▶ _What to produce_
Here is a listing. Set it down again exactly.

**** Data extracts ****

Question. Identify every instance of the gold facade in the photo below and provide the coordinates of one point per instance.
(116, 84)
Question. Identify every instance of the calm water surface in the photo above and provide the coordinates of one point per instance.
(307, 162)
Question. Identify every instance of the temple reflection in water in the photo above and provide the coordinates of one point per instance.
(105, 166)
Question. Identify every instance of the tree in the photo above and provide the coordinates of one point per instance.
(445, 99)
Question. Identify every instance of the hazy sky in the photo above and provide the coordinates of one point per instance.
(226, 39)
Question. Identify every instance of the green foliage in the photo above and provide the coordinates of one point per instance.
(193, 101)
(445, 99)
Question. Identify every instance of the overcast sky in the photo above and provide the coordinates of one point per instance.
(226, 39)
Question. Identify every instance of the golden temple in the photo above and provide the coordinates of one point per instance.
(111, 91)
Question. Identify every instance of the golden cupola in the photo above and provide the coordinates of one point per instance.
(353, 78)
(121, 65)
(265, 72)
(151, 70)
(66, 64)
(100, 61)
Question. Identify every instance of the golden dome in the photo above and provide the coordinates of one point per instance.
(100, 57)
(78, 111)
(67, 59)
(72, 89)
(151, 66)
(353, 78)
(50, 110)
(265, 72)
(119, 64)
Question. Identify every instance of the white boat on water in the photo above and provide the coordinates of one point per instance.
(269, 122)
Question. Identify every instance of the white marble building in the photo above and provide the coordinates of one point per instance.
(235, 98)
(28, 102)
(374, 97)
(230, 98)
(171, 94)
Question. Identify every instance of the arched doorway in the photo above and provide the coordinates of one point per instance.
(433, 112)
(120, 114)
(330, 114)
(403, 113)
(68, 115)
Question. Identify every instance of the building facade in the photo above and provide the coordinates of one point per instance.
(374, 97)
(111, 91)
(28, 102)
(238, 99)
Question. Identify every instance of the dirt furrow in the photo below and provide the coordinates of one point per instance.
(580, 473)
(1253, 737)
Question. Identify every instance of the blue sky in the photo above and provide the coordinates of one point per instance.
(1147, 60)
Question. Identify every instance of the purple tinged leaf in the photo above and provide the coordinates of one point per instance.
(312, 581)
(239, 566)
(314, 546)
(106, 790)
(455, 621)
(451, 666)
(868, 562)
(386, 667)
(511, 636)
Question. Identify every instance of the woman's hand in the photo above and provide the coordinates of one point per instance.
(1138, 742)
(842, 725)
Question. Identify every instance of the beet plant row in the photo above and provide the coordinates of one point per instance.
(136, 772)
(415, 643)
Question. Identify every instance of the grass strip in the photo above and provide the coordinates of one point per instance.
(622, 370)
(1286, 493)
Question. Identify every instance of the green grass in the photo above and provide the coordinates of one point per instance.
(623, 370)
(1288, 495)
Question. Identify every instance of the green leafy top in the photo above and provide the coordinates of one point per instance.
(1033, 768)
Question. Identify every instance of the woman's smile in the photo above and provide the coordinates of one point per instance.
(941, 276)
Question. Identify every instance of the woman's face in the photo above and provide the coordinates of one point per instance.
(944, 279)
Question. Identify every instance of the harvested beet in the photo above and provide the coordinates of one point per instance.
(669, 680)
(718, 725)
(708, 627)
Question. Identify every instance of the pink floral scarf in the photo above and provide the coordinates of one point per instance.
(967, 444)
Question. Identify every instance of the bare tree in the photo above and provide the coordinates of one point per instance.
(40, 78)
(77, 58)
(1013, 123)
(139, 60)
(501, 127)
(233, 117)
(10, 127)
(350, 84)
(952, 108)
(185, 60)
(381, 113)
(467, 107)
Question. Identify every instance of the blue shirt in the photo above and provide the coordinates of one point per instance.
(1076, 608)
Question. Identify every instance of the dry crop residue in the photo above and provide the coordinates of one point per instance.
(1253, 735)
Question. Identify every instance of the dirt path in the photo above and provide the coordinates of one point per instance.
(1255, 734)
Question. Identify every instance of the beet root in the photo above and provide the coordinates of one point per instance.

****

▶ _Solution to this task_
Question. Identify every instance of the gold facade in the photo below and provide the coordinates of one point per instance.
(116, 84)
Question. Identify every instance of the calm water surface in the photo above and provide the coordinates of one point per instance.
(307, 162)
Question. Identify every instance of the temple reflection in water in the photo above and provide the coordinates of one point per instance.
(105, 166)
Question. Identify every instance of the tree in the photo above and provide the coordinates of one point per instance.
(445, 99)
Question. Identify every instance of the hazy sky in the photo above and provide the coordinates of one point per instance.
(226, 39)
Question. Identify every instance of the green foliage in the photo above and provide the coordinates of one point per instance.
(193, 101)
(445, 99)
Question. Identify every instance of the overcast sky in the photo above and provide the coordinates of one point per instance.
(226, 39)
Question. Identify every instance of the golden temple in the photo above and provide the coordinates of one point per instance.
(111, 91)
Question. Identify every instance of the golden cupola in the photo above and provide the coordinates of one point per instance.
(353, 78)
(121, 65)
(265, 72)
(151, 70)
(66, 64)
(100, 61)
Question. Identify every instance of the golden dome in the photo above and provide the coordinates of one point per instance.
(100, 57)
(78, 111)
(67, 59)
(72, 89)
(151, 66)
(353, 78)
(50, 110)
(265, 72)
(119, 64)
Question. Identify every instance of the white boat on water in the photo above and provide the coordinates of one point per instance.
(269, 122)
Question. Identify every instance of the white marble building in the photo above and provide the coordinates of one point per instance.
(235, 98)
(28, 102)
(374, 97)
(230, 98)
(171, 94)
Question. Identify every instance of the arched doorway in the photo above and provide the coordinates of one point per instance.
(433, 112)
(120, 114)
(330, 114)
(403, 113)
(68, 115)
Question. Identify every instance of the building facade in the photo above and provide the coordinates of one point per instance.
(374, 97)
(111, 91)
(28, 102)
(238, 99)
Question. Identify every instance of the dirt furrow in the photo below and provide the coordinates of one point per instance.
(580, 473)
(1253, 737)
Question. Identify every instance of the blue sky in the photo above and provide the coordinates of one point per instance.
(1147, 60)
Question. Identify every instance of the purple tinged leaf in the photo above and provide the coordinates of one point per instance.
(312, 581)
(239, 566)
(314, 546)
(106, 790)
(455, 621)
(451, 666)
(868, 562)
(386, 667)
(511, 636)
Question. Identify every instance of the woman's hand in the photo above and provide the coordinates of one point per instance.
(1138, 742)
(842, 725)
Question. Identify every instance of the beet plant row in the photo above and provide the coordinates of one point per instance.
(136, 772)
(415, 643)
Question. Identify every instance of the grass strip in the photo above and provide the coordinates of one point per instance.
(622, 370)
(1286, 493)
Question. Identify every instance of the green grass in the photo above and provide the coordinates of one point per instance.
(623, 370)
(1288, 495)
Question. Identify every instance of the green leafy top in the photo above and provide the coordinates of one point per instance.
(1033, 768)
Question. Identify every instance of the woman's smile in the photo above and provide the coordinates of one point per instance.
(941, 276)
Question. Identify every instance of the woman's face in the photo above and provide the coordinates of one point per instance.
(944, 279)
Question. Identify every instance of the harvested beet in the photo above and provide the coordinates of one point per instance.
(669, 680)
(718, 725)
(708, 627)
Question. Identify every instance of the pink floral scarf in the photo above and provide the coordinates of one point per instance.
(967, 444)
Question. Identify every instance of the bare tree in the photo above and provide the coordinates of one point per instance.
(40, 78)
(77, 58)
(1013, 123)
(139, 60)
(501, 127)
(233, 117)
(10, 127)
(350, 84)
(952, 108)
(185, 60)
(381, 113)
(467, 107)
Question. Identify every instance of the blue shirt in the photo above and provide the coordinates of one point per instance.
(1076, 608)
Question. Identify every instance of the dry crop residue in the photo above and provide the coordinates of one point per instance.
(1253, 735)
Question. Identify every instance of the dirt path in the photo above and provide the coordinates of one point per instance.
(1255, 734)
Question. Identify every instance of the beet root in the photo above and provide the coordinates of one point per instance.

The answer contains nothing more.